Aim
Reproduce the lines below word for word, character for character.

Source data
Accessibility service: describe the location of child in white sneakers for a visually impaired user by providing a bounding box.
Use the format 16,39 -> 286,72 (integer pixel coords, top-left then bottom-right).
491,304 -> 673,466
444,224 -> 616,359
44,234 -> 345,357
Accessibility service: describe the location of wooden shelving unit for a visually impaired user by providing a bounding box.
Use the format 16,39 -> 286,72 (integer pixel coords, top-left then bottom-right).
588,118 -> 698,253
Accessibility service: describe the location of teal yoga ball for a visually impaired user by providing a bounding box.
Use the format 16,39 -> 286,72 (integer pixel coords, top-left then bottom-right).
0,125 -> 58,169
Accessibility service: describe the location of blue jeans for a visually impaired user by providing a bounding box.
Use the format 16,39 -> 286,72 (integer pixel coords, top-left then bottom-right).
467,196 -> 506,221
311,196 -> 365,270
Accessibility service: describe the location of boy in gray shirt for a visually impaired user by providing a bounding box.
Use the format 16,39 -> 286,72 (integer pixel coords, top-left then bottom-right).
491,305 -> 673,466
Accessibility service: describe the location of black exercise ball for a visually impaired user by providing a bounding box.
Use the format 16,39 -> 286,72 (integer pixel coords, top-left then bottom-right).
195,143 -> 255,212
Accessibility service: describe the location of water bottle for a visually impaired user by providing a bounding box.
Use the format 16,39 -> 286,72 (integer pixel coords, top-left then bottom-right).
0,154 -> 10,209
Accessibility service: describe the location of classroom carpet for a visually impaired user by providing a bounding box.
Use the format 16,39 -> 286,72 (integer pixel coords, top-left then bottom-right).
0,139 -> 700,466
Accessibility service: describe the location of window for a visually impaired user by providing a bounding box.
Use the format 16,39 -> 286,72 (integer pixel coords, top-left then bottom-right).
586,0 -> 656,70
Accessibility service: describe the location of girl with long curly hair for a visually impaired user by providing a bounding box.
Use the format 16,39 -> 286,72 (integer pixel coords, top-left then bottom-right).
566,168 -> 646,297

Exercise response
Accessibility service: describe the location of child in white sneakers for a visually impaired user by providing a bounding box.
Use the format 16,39 -> 286,72 (integer pixel coords, top-left then bottom-right).
491,304 -> 673,466
444,224 -> 616,359
44,234 -> 345,357
Accessibility service: describe the location of wooden shelving unit for a visually impaired user by providing a bounding box.
Use the format 16,39 -> 286,72 (integer pixel coords, top-left then bottom-right).
588,118 -> 698,253
Accessibility service: describe the location of teal yoga ball for a visually impaired user by providing a bounding box.
Use the format 16,39 -> 286,72 (integer pixel coords, top-left then bottom-right).
0,125 -> 58,169
Accessibility service: describe the location of blue jeans for a visually impaired user by providing a bounding box.
Use the format 16,39 -> 286,72 (integer pixel coords, top-left then bottom-right).
467,196 -> 506,221
311,196 -> 365,270
Accessibility service: describe the location of boy in gray shirt for a visually impaired user by providing a bounding box.
Use the format 16,39 -> 286,72 (integer pixel coords, top-left then bottom-right).
491,305 -> 673,466
Accessibility service: describe the location of black exercise ball for a visually impaired user by providing a bounding box.
Use the format 16,39 -> 286,72 (integer pixel coords, top-left then bottom-right).
195,143 -> 255,212
Accessibility service: describe the location of water bottle for a visually impaired user by providing a bounding box.
Use the format 16,39 -> 286,72 (integer pixel coords, top-left then bottom-right).
0,154 -> 10,209
Accessibility service: describe the location of classroom carpet for a visually impaired user by providing a bounding box.
Use the format 16,39 -> 286,72 (integer pixel coords, top-left then bottom-right).
0,139 -> 700,466
Accessibility service: describe the location of window for a visually impaired user by providing a bounding box.
Use the format 16,39 -> 286,72 (integer pixel coords, top-left then bottom-right).
586,0 -> 656,70
Accessibility service: describe the location of girl with long curly hair for a visually impaired user by providing a bounding box.
Use the format 16,39 -> 286,72 (integer pixel coords, top-left then bottom-right).
566,168 -> 646,297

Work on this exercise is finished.